::: Material for the task :::

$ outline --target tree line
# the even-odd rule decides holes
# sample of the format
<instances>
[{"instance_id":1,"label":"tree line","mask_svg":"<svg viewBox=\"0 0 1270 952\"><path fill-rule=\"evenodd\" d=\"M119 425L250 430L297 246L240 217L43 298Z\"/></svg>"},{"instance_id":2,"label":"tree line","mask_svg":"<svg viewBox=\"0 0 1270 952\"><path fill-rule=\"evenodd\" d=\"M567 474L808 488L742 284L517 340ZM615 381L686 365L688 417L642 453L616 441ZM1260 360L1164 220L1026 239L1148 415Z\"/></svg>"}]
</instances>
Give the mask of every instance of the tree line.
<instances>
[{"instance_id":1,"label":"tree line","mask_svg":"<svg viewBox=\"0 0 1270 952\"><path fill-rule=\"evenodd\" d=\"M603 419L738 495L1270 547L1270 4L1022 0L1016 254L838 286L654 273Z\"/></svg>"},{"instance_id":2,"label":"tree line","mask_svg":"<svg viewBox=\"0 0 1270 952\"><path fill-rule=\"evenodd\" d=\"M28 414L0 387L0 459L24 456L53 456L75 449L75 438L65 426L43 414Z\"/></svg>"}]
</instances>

:::

Short problem: Repeat every line of these records exactly as it appears.

Response for this exercise:
$ outline --target tree line
# the even-odd rule decides holes
# sample of the format
<instances>
[{"instance_id":1,"label":"tree line","mask_svg":"<svg viewBox=\"0 0 1270 952\"><path fill-rule=\"evenodd\" d=\"M119 425L250 430L297 246L240 217L43 298Z\"/></svg>"},{"instance_id":2,"label":"tree line","mask_svg":"<svg viewBox=\"0 0 1270 952\"><path fill-rule=\"evenodd\" d=\"M567 474L808 488L742 284L517 340ZM615 381L686 365L688 417L642 453L616 441ZM1260 360L1164 220L1026 239L1148 415Z\"/></svg>"}]
</instances>
Give the mask of every instance of the tree line.
<instances>
[{"instance_id":1,"label":"tree line","mask_svg":"<svg viewBox=\"0 0 1270 952\"><path fill-rule=\"evenodd\" d=\"M603 419L738 495L1270 547L1270 4L1022 0L1016 254L838 286L654 273Z\"/></svg>"},{"instance_id":2,"label":"tree line","mask_svg":"<svg viewBox=\"0 0 1270 952\"><path fill-rule=\"evenodd\" d=\"M28 414L0 387L0 459L24 456L53 456L75 449L75 438L65 426L43 414Z\"/></svg>"}]
</instances>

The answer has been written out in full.